**Selected extract**
The whole Gaza flotilla affair has occupied so much public attention and legal commentary that there has been little response so far to the publication of Prof. Philip Alston’s report to the Human Rights Council on targeted killings. The report is on any view a valuable contribution to the debate. Over at Opinio Juris, Ken Anderson has published a short ‘not-yet-response’ to the report, and I’d like to add a few thoughts of my own, mostly with regard to the relevance of self-defense.

The independent self-defense justification for targeted killings

As readers are aware, Ken has in the past argued for self-defense as an independent justification for (some) targeted killings. He has done so (and I am in full agreement with him on that point) because the justification offered by the Bush administration at the time, that it is engaged in some amorphous, global armed conflict with Al Qaeda and that it can kill combatants in that conflict, cannot justify the whole of the US targeted killings policy even if stretched to its utmost limit. In other words, even if we accept that there is such a thing as a global non-international armed conflict, the US has killed people, and thinks it needs to kill people, who have no connection whatsoever to that conflict. And there, says Ken, self-defense comes in.

Today, of course, Ken is not alone in so arguing – recently, at the last ASIL meeting, the legal adviser of the State Department, Prof. Harold Koh, has offered the same justification.

In a prior post, I argued that it is doubtful that self-defense can do all that Ken wants it to do. In particular, I argued that if the person being targeted has rights under human rights law, self-defense cannot preclude the wrongfulness of the killing. Rather, the killing would have to be justified within the human rights framework. If, on the other hand, human rights treaties did not apply, then there would be little need for self-defense.

Ken has responded to my critique by saying the following:

Meaning, Marko starts from two points – one is extraterritorial application of the ICCPR.  I don’t buy that, the US doesn’t buy it – and I don’t think its position unprincipled or ungrounded.  If one disagrees not just as to the view, but also as to whether it is a principled position or not, it seems hard to have traction in the rest of the discussion, with all admiration and respect to Marko.  Marko’s second point (really the first) went to self-defense as being about the state whose sovereignty is being violated, not the terrorists.  I truly think we – and the US – and Marko are on different, irreconcilable pages here; I can’t imagine the US thinking that the act of self-defense is anything other than aimed at the terrorists, and the violation of sovereignty of the local state is collateral to that.  It is a violation of that state’s sovereignty, but territorial integrity is not everything, as Sofaer said in his 1989 speech and Koh essentially reiterated.  But I think I must not understand Marko well, because I couldn’t understand how he meant self-defense.

Now I’d like to offer a rejoinder – in part because of a real disagreement between us, and in part to clarify what I think is, or may be, a misunderstanding, either linguistic or semantic, or perhaps legal and conceptual.

**Data provided**

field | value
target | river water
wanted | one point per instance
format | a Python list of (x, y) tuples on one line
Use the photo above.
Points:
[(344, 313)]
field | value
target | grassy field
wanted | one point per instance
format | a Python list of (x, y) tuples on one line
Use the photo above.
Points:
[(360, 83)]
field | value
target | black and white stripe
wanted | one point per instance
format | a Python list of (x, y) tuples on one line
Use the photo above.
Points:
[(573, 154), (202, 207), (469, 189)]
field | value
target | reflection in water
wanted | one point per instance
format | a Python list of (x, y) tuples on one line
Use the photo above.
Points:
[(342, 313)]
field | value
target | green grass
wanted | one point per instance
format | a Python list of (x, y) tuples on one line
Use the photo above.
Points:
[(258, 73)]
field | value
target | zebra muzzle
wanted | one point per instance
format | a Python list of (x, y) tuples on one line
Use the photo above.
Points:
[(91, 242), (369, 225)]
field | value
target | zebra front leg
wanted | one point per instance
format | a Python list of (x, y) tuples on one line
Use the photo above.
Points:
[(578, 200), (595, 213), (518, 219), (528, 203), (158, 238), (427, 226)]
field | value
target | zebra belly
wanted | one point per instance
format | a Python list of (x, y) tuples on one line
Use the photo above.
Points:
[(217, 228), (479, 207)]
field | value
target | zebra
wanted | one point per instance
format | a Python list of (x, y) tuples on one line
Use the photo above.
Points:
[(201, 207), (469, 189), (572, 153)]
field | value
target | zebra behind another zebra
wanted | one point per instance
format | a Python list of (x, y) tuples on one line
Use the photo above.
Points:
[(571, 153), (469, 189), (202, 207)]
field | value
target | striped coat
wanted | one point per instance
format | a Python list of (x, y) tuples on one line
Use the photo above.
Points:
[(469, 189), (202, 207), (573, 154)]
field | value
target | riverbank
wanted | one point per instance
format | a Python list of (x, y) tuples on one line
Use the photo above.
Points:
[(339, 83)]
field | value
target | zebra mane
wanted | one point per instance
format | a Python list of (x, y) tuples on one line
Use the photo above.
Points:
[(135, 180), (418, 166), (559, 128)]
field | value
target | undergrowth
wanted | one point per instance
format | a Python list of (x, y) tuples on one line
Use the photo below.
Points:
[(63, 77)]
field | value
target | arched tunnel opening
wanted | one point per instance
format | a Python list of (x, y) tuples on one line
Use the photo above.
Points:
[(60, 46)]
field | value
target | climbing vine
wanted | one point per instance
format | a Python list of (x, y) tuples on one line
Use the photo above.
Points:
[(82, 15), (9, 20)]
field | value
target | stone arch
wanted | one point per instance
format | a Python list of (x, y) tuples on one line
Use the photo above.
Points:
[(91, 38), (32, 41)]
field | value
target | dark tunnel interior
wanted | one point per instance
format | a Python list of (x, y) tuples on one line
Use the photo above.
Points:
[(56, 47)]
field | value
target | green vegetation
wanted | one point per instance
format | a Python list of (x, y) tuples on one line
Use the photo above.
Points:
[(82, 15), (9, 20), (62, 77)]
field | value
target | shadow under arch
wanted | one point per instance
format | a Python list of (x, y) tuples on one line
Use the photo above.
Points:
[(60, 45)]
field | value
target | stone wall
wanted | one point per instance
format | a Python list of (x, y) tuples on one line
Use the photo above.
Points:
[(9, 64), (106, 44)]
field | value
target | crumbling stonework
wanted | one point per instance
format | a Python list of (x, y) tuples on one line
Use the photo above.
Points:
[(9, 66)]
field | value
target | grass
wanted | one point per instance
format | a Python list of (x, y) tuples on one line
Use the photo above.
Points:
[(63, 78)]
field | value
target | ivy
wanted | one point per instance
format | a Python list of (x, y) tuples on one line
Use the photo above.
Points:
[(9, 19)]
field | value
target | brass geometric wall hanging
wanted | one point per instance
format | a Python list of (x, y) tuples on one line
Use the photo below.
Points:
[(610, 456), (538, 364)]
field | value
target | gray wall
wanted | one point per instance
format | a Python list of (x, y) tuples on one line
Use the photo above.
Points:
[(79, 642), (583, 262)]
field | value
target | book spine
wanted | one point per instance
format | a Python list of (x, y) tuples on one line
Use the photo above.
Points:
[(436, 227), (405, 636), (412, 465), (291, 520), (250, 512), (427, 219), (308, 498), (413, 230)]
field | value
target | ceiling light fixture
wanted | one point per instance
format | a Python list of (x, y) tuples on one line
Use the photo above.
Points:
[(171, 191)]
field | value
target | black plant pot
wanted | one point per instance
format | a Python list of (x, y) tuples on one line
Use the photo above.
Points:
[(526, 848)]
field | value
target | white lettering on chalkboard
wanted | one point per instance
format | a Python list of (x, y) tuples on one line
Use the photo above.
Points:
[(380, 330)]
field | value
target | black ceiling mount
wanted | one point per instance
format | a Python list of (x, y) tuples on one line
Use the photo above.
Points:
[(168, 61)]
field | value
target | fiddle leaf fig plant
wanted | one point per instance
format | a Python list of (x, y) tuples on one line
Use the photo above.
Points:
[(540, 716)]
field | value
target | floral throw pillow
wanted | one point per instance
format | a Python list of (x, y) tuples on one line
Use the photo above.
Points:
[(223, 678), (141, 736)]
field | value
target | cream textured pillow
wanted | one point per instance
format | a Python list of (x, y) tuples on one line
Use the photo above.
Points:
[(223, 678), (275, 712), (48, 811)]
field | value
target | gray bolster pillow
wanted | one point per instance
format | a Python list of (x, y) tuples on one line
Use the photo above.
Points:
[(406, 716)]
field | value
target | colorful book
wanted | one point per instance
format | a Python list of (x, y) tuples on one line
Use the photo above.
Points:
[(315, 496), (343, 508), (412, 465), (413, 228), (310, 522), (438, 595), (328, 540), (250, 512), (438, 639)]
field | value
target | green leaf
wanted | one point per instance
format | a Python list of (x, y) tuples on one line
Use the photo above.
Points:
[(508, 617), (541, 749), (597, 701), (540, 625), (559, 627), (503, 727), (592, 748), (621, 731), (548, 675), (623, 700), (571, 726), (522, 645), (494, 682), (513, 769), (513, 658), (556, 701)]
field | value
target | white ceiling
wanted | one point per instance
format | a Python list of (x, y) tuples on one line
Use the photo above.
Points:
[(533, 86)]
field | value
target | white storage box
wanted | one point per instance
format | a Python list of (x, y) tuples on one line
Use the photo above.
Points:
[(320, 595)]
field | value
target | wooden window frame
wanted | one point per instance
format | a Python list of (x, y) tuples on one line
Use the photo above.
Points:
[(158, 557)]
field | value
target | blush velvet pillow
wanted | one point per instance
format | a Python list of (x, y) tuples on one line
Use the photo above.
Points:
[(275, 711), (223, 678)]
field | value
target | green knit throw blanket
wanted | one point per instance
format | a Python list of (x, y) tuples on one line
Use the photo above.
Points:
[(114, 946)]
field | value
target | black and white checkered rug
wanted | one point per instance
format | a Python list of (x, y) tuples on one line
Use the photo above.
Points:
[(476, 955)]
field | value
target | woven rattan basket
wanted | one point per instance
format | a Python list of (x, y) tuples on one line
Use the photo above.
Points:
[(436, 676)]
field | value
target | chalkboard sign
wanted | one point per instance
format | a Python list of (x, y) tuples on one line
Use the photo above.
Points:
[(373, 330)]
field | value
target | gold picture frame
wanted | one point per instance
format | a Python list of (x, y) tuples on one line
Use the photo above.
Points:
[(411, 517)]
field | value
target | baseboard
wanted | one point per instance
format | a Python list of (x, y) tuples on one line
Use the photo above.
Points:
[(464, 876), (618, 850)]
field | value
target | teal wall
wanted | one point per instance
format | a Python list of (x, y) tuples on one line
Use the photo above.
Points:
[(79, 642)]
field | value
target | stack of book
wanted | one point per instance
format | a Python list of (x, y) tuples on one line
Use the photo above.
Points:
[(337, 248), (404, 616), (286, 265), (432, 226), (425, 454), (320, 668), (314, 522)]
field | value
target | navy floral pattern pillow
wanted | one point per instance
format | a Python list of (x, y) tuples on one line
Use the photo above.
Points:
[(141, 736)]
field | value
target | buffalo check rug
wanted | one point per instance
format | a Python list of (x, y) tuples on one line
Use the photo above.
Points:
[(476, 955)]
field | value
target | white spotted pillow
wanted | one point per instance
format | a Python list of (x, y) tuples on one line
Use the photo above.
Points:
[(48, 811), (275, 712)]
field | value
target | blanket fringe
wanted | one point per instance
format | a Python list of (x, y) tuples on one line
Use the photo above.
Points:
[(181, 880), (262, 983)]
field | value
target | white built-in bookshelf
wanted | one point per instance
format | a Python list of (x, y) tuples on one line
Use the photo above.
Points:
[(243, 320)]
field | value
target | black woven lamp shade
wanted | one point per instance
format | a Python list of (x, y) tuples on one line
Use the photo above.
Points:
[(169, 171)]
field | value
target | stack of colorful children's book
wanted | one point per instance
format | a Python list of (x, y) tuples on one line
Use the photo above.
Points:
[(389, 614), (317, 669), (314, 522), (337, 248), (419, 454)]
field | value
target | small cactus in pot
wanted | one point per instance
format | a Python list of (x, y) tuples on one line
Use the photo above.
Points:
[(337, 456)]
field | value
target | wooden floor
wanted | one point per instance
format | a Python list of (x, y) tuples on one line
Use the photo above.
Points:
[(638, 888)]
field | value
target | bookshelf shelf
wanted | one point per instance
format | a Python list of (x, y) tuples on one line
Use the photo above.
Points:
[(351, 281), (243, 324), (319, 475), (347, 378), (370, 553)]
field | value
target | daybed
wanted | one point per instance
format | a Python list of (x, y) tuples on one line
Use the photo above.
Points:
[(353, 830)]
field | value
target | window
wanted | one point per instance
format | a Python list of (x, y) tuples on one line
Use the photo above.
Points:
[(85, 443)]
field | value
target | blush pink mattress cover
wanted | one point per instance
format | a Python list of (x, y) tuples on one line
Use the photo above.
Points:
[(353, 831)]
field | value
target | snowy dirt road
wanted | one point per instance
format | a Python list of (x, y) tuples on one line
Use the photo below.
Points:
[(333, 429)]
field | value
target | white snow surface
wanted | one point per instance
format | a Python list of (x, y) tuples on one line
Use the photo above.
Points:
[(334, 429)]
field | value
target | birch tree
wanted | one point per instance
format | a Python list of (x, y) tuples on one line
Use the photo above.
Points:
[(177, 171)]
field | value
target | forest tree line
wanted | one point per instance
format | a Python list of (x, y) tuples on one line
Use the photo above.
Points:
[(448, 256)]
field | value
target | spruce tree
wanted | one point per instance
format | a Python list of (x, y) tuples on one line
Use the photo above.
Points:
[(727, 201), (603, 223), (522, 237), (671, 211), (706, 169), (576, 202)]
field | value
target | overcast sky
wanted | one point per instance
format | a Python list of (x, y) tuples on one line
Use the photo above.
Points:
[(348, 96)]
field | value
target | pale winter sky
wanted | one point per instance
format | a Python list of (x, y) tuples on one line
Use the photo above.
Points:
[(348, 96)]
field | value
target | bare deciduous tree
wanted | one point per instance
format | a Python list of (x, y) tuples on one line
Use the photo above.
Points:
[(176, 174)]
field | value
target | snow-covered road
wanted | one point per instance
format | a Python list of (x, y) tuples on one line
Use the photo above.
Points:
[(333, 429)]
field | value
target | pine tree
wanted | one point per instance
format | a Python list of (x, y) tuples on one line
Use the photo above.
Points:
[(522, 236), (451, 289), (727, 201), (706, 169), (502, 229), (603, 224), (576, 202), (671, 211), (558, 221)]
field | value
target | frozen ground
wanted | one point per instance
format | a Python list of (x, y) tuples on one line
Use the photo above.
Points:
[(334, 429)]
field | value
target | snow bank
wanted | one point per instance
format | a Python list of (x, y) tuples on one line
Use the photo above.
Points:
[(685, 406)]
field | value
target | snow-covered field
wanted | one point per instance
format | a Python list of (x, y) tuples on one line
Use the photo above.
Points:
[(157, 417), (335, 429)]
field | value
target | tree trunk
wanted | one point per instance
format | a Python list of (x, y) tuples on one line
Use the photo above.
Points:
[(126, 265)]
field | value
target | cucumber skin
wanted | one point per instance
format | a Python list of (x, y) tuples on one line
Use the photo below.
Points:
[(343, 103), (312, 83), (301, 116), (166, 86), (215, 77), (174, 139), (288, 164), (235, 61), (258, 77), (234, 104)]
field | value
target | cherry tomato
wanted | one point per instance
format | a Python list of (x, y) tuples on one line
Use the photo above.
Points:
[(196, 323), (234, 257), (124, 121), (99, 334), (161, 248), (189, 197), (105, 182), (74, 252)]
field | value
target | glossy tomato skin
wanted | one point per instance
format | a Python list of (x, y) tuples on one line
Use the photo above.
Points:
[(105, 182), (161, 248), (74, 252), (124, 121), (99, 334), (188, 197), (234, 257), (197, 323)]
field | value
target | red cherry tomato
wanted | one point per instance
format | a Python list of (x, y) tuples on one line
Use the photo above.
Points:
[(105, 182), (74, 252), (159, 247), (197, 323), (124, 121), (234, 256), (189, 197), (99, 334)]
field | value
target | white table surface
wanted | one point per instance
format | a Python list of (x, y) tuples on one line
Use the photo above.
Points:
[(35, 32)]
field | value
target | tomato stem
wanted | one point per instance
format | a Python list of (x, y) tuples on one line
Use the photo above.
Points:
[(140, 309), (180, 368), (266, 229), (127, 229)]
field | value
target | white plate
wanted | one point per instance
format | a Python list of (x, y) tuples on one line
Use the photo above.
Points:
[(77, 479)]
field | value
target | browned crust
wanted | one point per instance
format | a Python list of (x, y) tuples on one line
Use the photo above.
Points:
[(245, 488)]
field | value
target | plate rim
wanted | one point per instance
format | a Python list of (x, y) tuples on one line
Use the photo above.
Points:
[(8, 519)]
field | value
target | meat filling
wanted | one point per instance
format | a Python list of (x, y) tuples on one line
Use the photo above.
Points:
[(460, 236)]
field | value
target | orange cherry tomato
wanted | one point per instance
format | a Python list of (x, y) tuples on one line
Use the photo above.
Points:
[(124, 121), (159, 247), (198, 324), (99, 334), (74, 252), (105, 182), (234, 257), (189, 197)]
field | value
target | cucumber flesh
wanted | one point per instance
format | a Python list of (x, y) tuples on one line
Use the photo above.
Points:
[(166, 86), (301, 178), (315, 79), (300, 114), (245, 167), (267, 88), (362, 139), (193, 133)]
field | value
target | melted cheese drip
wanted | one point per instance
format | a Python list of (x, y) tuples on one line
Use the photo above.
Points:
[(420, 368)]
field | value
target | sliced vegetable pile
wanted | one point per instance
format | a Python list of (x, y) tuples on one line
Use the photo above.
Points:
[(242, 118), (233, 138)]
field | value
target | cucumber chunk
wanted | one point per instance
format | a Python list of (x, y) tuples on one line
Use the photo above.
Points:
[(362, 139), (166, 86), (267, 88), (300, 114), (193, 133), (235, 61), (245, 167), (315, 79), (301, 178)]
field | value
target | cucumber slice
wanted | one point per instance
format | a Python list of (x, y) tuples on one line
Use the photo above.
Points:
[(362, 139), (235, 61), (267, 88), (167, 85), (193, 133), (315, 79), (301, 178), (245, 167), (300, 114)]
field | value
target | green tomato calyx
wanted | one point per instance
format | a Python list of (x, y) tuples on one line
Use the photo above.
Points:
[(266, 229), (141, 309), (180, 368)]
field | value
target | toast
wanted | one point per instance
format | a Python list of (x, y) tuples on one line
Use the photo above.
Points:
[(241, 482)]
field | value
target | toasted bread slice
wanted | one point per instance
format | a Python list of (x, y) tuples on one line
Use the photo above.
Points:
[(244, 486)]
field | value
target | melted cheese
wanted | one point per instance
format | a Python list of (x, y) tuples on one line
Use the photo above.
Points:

**Written problem 1**
Reproduce the part of the passage on targeted killings between "Today, of course, Ken" and "the same justification.", inclusive.
**Written problem 2**
Transcribe the rows from their first line through the line holding "[(571, 153), (469, 189), (202, 207)]", inclusive.
The rows above have no connection to the passage on targeted killings.

**Expected answer 1**
Today, of course, Ken is not alone in so arguing – recently, at the last ASIL meeting, the legal adviser of the State Department, Prof. Harold Koh, has offered the same justification.

**Expected answer 2**
field | value
target | river water
wanted | one point per instance
format | a Python list of (x, y) tuples on one line
Use the photo above.
Points:
[(344, 313)]
field | value
target | grassy field
wanted | one point per instance
format | a Python list of (x, y) tuples on one line
Use the photo above.
Points:
[(360, 83)]
field | value
target | black and white stripe
wanted | one point per instance
format | a Python list of (x, y) tuples on one line
Use the photo above.
Points:
[(573, 154), (202, 207), (469, 189)]
field | value
target | reflection in water
wanted | one point per instance
format | a Python list of (x, y) tuples on one line
Use the photo above.
Points:
[(342, 313)]
field | value
target | green grass
wanted | one point per instance
format | a Python list of (x, y) tuples on one line
Use the photo above.
Points:
[(258, 73)]
field | value
target | zebra muzzle
wanted | one point per instance
format | a Python list of (x, y) tuples on one line
Use the photo above.
Points:
[(91, 242), (369, 225)]
field | value
target | zebra front leg
wanted | one point per instance
format | a Python list of (x, y) tuples on one line
Use the photo above.
Points:
[(578, 200), (595, 213), (518, 219), (528, 203), (158, 238), (427, 226)]
field | value
target | zebra belly
wanted | one point per instance
format | a Python list of (x, y) tuples on one line
Use the photo above.
Points:
[(217, 228), (479, 207)]
field | value
target | zebra
wanted | one point per instance
format | a Python list of (x, y) tuples on one line
Use the photo above.
Points:
[(201, 207), (469, 189), (572, 153)]
field | value
target | zebra behind another zebra
wanted | one point per instance
format | a Python list of (x, y) tuples on one line
Use the photo above.
Points:
[(571, 153), (469, 189), (202, 207)]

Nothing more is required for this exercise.